**GIVEN TASK**
Return each line of the data below that contains the word "foliage", copying every such line in full.

**DATA FOR THIS TASK**

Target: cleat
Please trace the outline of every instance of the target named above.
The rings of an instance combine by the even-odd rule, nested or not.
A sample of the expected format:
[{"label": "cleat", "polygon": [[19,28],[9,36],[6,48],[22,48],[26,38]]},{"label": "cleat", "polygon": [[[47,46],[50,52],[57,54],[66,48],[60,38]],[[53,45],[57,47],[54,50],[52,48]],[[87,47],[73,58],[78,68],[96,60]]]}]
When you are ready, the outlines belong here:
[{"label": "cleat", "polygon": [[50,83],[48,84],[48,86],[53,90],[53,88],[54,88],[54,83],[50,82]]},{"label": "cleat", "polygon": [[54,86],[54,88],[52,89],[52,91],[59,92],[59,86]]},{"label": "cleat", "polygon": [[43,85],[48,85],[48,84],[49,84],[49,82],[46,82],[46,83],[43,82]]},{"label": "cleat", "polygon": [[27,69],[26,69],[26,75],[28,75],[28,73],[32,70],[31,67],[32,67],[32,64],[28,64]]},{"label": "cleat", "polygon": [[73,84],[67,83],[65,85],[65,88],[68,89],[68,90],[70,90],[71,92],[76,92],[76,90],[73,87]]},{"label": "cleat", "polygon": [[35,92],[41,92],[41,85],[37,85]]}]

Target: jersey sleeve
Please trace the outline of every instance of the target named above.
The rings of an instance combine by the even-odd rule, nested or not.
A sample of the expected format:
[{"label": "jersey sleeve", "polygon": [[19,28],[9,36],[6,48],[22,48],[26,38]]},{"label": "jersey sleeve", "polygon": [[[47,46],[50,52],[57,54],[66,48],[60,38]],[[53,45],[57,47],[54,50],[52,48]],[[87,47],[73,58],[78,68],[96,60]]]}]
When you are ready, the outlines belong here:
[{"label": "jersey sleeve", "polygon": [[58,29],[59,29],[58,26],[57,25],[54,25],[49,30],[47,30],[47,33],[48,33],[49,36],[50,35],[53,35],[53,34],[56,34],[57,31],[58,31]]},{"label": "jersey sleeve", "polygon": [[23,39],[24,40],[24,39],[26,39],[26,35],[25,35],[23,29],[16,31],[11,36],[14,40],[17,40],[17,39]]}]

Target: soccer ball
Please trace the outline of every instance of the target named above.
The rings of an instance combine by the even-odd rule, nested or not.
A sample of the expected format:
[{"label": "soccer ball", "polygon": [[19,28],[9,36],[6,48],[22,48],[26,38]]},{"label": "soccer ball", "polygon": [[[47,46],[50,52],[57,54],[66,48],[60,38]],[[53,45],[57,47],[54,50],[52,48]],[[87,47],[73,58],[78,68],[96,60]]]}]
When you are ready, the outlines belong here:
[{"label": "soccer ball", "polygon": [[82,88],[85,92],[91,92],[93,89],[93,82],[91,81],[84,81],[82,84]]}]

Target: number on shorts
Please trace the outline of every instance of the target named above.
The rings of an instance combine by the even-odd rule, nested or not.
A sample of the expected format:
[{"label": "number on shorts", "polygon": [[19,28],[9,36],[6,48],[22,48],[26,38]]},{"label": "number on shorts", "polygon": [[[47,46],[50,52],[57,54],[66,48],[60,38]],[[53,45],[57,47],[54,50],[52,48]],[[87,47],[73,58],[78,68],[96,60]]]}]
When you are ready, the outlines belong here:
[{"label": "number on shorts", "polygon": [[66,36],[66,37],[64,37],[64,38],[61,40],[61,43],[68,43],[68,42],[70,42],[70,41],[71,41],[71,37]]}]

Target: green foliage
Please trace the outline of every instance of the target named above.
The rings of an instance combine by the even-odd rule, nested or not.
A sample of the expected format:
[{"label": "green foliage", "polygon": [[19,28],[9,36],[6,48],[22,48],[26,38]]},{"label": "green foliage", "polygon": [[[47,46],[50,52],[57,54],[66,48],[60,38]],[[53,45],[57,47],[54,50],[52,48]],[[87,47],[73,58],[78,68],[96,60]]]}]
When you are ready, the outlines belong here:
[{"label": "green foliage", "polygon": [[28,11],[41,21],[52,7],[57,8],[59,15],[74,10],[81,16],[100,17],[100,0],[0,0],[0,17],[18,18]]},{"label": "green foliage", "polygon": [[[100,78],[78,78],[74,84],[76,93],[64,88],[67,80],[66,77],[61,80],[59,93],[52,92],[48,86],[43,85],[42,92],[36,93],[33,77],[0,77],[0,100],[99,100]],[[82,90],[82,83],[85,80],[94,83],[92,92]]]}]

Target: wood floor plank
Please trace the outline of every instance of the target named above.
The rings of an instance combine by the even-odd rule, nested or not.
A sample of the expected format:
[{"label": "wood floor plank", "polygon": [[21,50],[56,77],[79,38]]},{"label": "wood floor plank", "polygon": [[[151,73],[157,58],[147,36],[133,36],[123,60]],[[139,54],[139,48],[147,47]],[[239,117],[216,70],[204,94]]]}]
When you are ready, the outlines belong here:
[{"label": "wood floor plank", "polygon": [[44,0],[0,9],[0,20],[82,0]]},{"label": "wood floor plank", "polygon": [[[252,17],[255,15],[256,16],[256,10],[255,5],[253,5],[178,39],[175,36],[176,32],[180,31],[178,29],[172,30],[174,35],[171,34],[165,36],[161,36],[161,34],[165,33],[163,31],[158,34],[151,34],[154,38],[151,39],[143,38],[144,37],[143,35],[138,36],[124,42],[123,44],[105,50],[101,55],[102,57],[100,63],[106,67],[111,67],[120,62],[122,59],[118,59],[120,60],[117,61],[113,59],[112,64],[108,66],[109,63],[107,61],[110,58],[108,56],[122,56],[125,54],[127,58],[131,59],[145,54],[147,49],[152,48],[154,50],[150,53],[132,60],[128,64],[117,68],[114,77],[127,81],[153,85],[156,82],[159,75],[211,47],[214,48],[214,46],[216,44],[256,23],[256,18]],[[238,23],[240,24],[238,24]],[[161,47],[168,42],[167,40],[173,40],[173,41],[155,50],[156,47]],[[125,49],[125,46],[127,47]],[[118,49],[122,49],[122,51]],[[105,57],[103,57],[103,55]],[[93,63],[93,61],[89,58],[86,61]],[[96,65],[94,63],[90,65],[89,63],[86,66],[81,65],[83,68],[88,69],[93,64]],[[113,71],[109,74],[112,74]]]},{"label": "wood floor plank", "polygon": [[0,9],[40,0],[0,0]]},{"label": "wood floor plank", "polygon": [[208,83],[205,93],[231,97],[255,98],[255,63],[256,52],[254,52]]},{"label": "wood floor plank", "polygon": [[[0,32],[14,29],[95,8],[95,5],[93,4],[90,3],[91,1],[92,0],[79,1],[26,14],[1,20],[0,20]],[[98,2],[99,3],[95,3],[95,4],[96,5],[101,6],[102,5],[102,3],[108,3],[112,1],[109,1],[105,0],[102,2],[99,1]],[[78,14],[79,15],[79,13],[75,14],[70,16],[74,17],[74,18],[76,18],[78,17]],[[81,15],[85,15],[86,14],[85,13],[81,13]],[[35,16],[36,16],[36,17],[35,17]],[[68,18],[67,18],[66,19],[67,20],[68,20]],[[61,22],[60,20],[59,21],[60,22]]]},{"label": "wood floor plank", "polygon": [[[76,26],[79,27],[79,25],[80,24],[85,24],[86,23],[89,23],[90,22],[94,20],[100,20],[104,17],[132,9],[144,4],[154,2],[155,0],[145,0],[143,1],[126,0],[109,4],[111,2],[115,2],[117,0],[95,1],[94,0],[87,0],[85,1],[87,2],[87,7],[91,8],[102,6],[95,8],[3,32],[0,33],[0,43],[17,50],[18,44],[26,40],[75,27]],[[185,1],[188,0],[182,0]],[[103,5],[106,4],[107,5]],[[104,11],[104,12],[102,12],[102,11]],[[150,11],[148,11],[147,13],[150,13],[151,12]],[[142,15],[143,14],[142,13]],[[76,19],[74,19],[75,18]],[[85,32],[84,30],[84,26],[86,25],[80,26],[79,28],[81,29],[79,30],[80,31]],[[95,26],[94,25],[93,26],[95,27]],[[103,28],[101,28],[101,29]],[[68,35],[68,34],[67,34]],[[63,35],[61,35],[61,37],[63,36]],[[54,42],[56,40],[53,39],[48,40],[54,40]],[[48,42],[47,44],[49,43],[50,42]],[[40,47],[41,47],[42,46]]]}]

**ANSWER TO THE TASK**
Target: green foliage
[{"label": "green foliage", "polygon": [[19,28],[9,36],[6,48],[22,48],[26,38]]},{"label": "green foliage", "polygon": [[[47,46],[50,52],[57,54],[66,48],[60,38]],[[53,45],[57,47],[54,50],[52,48]],[[87,47],[73,58],[78,68],[96,60]]]}]
[{"label": "green foliage", "polygon": [[28,11],[41,21],[52,7],[57,8],[59,15],[74,10],[81,16],[100,17],[100,0],[0,0],[0,17],[18,18]]},{"label": "green foliage", "polygon": [[[100,78],[78,78],[74,84],[76,93],[64,88],[67,80],[66,77],[61,80],[59,93],[52,92],[48,86],[43,85],[42,92],[36,93],[33,77],[0,77],[0,100],[99,100]],[[82,90],[82,83],[85,80],[94,83],[92,92]]]}]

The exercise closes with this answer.